● Prompt
Every record that appears below should be transcribed exactly.
══════════════════════════════
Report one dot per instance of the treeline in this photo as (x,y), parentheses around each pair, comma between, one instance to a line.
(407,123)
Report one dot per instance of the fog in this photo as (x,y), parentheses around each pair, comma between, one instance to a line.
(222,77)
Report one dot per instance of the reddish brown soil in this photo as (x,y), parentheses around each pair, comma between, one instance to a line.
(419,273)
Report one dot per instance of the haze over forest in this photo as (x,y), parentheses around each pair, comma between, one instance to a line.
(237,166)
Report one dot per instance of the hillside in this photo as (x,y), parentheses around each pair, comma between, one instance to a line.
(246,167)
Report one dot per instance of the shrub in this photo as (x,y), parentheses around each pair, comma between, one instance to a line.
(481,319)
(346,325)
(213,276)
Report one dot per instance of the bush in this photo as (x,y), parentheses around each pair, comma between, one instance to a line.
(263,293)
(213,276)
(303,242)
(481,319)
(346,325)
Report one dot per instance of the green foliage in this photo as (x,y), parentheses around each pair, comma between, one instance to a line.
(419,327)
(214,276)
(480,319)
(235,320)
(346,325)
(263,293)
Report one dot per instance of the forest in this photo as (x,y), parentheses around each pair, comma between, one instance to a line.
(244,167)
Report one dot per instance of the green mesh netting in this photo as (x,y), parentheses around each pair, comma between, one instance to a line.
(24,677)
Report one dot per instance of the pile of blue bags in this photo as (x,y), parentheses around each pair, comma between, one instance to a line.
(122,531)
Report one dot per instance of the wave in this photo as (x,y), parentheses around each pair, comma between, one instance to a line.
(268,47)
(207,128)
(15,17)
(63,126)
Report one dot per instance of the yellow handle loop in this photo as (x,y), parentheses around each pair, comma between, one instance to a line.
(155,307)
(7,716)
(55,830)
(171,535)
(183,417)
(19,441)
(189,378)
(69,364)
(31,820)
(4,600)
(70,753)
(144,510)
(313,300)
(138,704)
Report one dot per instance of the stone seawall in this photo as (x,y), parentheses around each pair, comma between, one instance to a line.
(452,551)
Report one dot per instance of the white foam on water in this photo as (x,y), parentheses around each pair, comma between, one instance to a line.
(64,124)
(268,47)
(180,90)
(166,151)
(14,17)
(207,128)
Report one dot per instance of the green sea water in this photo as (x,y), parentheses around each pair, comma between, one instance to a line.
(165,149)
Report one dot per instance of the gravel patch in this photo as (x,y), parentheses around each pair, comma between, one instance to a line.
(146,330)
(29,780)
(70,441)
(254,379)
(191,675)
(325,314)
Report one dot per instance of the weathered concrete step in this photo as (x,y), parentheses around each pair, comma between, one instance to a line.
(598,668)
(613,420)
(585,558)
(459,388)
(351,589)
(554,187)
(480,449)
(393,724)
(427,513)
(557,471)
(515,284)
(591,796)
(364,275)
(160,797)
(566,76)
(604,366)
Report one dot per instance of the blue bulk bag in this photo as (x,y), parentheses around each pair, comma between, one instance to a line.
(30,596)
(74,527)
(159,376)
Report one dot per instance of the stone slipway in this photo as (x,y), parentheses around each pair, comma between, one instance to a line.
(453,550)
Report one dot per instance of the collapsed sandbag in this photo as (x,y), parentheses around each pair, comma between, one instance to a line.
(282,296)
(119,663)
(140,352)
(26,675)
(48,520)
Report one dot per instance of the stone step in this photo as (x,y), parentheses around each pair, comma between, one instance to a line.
══════════════════════════════
● Your response
Report one dot per instance of the treeline in this photo as (x,y), parentheses around each pair, comma between, one instance to a line.
(407,123)
Report one dot per instance of the fog in this photo as (x,y), parentheses around each pair, comma between, one instance to a line.
(222,77)
Report one dot per instance of the reddish brown soil in this photo as (x,y), parentheses around each pair, comma between, one instance to a line.
(419,273)
Report one dot per instance of the haze over forest in this photo as (x,y), parentheses around each pair, comma between, one instance to a line.
(237,166)
Report one dot per instance of the hillside in this photo as (x,y), parentheses around each pair, comma between, one instance to a line.
(246,167)
Report one dot per instance of the shrub in this photo as (x,y), parentheses around each pair, comma between, one instance to a line.
(481,319)
(346,325)
(213,276)
Report one dot per instance of the bush in this photo as (x,y), parentheses around each pair, comma between, one instance to a line.
(263,293)
(213,276)
(303,242)
(481,319)
(346,325)
Report one dot per instance of the green foliage in this photo as (x,y), parentheses around each pair, comma between, one instance to a line.
(419,327)
(214,276)
(480,319)
(235,320)
(346,325)
(263,293)
Report one dot per instance of the forest in this photo as (x,y), parentheses around each pair, comma between, one instance to a line.
(244,167)
Report one dot per instance of the green mesh netting in this photo as (x,y), parentheses around each pair, comma between, one instance to a line.
(24,677)
Report one dot per instance of the pile of blue bags in this photo as (x,y), parentheses around each pair, comma between, one instance to a line.
(122,531)
Report one dot per instance of the wave in this photo as (x,y), parentheses around each pair, comma between, one instance to a line.
(268,47)
(207,128)
(15,17)
(63,126)
Report one dot per instance of the yellow handle loop in this photo as (x,y), parentheses around each pair, comma between, one instance to a line.
(155,307)
(7,716)
(55,830)
(171,535)
(183,417)
(19,441)
(189,378)
(69,364)
(31,820)
(4,600)
(70,753)
(144,510)
(313,300)
(138,704)
Report one dot per instance of the stone seawall in this photo as (x,y), parentheses around each pair, comma between, one instance to a line.
(452,551)
Report one dot per instance of the white foam on water in this photo as (x,y), parentheses around each pair, comma between, one instance to a line.
(64,124)
(268,47)
(180,90)
(166,151)
(14,17)
(207,128)
Report one dot per instance of the green sea water in this photo as (x,y), parentheses around each pair, comma between, one instance to a line.
(165,149)
Report one dot per instance of the gravel patch in this photo as (x,y), parentheses around each pair, comma between, one instance to a line.
(146,330)
(29,780)
(70,441)
(254,379)
(191,675)
(325,314)
Report one dot per instance of the weathered concrete step in this photo as (x,y), parentheses around each pair, comma between, one instance to a line.
(598,668)
(613,420)
(585,558)
(459,388)
(351,589)
(554,187)
(480,449)
(393,724)
(427,513)
(557,471)
(515,284)
(591,796)
(364,275)
(160,797)
(566,76)
(604,366)
Report one dot per instance of the blue bulk bag in this photo as (x,y), parentheses around each pair, comma between, one instance to a line.
(30,596)
(74,527)
(159,376)
Report one dot per instance of the stone slipway in this photo as (x,y), parentheses around each pair, comma between, one instance to a line.
(453,550)
Report one dot per instance of the collapsed sandbag in this photo as (x,y), parentheses around each pair, comma between, one instance to a line.
(282,296)
(119,663)
(140,352)
(26,675)
(48,520)
Report one dot per instance of the stone step in this photo as (x,y), parentheses around each pair, comma between, one instance to a line.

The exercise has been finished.